Request: Starting with the line containing "smoke and report the pixel coordinates." and going on through the end of the items, give those lines again with "charred field" swapped for "scorched field" and nothing else altered.

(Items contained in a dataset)
========================================================================

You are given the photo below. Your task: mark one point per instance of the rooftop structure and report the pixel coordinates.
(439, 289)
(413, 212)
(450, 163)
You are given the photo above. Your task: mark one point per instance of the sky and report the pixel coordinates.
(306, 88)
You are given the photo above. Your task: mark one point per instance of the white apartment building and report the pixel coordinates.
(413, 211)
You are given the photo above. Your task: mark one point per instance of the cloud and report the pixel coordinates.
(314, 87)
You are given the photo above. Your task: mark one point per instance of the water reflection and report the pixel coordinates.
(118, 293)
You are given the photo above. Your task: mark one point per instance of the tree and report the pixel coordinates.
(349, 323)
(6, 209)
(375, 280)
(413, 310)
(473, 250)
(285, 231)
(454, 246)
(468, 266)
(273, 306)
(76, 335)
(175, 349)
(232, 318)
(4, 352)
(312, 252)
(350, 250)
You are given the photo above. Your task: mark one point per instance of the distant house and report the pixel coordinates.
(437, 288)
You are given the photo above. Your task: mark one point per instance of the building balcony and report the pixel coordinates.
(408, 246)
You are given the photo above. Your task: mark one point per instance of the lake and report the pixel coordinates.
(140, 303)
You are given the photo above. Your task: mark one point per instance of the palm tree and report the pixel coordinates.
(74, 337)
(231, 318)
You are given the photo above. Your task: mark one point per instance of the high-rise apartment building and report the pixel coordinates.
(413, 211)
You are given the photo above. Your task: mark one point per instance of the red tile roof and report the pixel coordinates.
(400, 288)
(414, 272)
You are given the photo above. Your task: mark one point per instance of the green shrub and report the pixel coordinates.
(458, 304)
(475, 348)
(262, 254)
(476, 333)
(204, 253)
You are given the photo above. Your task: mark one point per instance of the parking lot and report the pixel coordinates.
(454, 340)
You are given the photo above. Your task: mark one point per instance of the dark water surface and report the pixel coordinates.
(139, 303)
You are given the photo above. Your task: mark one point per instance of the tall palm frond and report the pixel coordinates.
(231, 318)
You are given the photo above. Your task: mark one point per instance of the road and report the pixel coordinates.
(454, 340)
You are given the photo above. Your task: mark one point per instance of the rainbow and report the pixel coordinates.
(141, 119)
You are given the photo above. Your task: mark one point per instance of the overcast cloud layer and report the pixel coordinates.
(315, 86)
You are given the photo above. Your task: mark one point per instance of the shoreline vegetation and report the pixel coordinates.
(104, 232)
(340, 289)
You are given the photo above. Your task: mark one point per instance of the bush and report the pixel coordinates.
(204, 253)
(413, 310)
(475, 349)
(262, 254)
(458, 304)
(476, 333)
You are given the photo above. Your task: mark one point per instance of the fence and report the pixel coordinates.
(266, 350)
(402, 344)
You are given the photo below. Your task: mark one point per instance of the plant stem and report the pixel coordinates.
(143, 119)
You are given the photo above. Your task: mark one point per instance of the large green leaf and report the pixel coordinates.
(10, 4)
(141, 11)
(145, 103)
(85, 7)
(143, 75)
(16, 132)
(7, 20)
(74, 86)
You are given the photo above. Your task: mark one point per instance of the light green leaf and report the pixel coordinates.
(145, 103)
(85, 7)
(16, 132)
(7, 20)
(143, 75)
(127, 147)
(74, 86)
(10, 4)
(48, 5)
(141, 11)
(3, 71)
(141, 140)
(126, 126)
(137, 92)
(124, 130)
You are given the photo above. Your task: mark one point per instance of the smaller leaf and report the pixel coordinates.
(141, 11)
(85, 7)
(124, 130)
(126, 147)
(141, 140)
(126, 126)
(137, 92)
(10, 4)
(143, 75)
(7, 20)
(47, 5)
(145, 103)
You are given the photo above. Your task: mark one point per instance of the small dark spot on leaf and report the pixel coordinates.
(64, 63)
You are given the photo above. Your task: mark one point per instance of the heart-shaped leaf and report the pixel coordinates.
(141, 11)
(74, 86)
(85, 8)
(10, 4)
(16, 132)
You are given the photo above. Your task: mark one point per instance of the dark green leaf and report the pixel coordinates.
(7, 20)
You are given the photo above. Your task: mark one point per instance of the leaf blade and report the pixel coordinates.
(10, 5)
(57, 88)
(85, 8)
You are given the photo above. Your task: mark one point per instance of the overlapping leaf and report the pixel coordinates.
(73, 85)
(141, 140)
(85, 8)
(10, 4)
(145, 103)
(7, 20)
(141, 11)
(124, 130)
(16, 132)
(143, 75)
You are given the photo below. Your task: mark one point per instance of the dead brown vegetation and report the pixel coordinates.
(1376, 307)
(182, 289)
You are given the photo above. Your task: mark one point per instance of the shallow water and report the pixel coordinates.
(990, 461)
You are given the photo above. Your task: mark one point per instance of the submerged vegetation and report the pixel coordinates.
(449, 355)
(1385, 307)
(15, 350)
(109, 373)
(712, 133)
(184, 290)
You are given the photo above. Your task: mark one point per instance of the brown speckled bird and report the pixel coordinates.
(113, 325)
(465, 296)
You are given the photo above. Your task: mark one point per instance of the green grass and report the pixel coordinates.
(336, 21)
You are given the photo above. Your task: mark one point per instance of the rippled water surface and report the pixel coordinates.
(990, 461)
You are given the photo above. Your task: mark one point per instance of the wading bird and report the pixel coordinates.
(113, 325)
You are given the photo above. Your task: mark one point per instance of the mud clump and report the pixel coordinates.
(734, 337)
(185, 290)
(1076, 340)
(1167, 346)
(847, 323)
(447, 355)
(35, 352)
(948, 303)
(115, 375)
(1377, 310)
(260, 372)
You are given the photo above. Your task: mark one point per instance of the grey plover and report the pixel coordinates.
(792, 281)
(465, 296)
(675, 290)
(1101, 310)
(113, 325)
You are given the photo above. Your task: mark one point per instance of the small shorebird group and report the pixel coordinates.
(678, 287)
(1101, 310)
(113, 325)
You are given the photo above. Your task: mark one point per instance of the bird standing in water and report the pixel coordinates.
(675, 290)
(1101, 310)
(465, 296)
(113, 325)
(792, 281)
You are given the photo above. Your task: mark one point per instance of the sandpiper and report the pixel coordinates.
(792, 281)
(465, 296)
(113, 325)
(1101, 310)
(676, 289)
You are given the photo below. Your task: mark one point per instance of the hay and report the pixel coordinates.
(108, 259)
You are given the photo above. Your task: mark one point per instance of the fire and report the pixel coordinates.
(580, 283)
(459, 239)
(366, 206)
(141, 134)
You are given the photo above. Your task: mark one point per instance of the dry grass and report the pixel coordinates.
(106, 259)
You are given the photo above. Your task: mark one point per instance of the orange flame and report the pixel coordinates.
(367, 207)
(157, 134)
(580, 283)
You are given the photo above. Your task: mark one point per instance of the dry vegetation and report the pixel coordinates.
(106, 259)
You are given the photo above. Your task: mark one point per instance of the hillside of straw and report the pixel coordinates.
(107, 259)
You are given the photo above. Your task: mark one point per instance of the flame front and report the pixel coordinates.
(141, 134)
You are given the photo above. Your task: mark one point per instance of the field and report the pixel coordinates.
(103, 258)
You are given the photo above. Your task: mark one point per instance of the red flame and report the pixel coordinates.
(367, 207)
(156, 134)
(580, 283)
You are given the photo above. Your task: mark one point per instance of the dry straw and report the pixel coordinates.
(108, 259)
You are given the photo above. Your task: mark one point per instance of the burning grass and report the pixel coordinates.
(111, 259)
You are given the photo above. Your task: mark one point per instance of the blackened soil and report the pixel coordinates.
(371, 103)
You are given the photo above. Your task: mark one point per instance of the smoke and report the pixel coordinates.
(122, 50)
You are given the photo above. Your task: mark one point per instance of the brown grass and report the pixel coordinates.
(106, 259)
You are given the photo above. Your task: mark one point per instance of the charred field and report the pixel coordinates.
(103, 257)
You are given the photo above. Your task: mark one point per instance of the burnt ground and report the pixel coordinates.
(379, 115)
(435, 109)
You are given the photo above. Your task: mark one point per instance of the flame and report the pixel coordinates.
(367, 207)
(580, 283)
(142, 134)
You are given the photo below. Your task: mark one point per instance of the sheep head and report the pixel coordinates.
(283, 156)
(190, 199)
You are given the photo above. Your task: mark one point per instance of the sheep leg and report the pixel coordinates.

========================================================================

Written response:
You are given the photo above. Your task: mark one point per instance of the smoke and report the pixel coordinates.
(122, 50)
You are given the photo above. Your task: mark one point per instance of the brown grass and report the pixel coordinates.
(106, 259)
You are given the photo above. Your task: mark one point per instance of the scorched field and report the pixel coordinates.
(103, 257)
You are given the photo above. Your task: mark one point per instance of the burnt ground and report the pixel coordinates.
(379, 115)
(435, 109)
You are given the photo above. Your task: mark one point per instance of the flame and report the pixel coordinates.
(367, 207)
(580, 283)
(142, 134)
You are given the photo below. Your task: mark one point per instance of the sheep head and report the pixel coordinates.
(283, 156)
(190, 199)
You are given the photo above. Your task: mark one point per instance of the sheep leg and report the pixel coordinates.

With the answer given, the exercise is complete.